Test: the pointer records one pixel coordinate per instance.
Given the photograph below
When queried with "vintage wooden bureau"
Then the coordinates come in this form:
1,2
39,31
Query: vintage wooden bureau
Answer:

::::::

- **YOUR GOAL**: Copy the listing above line for line, changing nothing.

- **RESULT FOR THIS TASK**:
Test: the pointer records one pixel coordinate per instance.
Given the photograph below
When queried with "vintage wooden bureau"
Then the coordinates come in this form:
1,2
39,31
Query: vintage wooden bureau
Answer:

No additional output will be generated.